> GOAL
Recast all of the data below as a Markdown table with two columns, n and Line. Put each line in its own row under a running row number, and leave out any blank lines.

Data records
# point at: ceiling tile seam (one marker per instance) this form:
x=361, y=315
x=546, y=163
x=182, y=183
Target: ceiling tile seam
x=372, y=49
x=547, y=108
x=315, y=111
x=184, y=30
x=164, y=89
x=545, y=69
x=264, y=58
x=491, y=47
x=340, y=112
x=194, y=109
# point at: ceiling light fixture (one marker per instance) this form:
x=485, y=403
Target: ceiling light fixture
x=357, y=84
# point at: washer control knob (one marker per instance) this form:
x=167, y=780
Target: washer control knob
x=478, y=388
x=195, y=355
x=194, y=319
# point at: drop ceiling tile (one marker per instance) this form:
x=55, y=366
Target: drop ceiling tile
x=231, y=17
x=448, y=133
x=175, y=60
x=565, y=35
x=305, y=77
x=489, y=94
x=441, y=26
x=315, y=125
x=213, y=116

> FINISHED ANSWER
| n | Line |
|---|---|
| 1 | # point at: ceiling tile seam (one marker per instance) this form: |
| 2 | x=361, y=315 |
| 3 | x=546, y=163 |
| 4 | x=182, y=183 |
| 5 | Target: ceiling tile seam |
| 6 | x=372, y=49 |
| 7 | x=547, y=108 |
| 8 | x=315, y=111 |
| 9 | x=184, y=30 |
| 10 | x=164, y=89 |
| 11 | x=545, y=69 |
| 12 | x=264, y=58 |
| 13 | x=491, y=47 |
| 14 | x=340, y=112 |
| 15 | x=194, y=109 |
| 16 | # point at: ceiling light fixture (one marker per instance) this form: |
| 17 | x=485, y=403 |
| 18 | Target: ceiling light fixture |
| 19 | x=357, y=84 |
| 20 | # point at: washer control knob (one marker per instance) this form: |
| 21 | x=167, y=780 |
| 22 | Target: washer control knob |
| 23 | x=478, y=388 |
| 24 | x=195, y=355 |
| 25 | x=194, y=319 |
| 26 | # point at: drop ceiling tile (one marker per instance) this form: |
| 27 | x=55, y=366 |
| 28 | Target: drop ceiling tile |
| 29 | x=231, y=17 |
| 30 | x=448, y=133 |
| 31 | x=175, y=60 |
| 32 | x=565, y=35 |
| 33 | x=305, y=77 |
| 34 | x=489, y=94 |
| 35 | x=441, y=26 |
| 36 | x=315, y=125 |
| 37 | x=213, y=116 |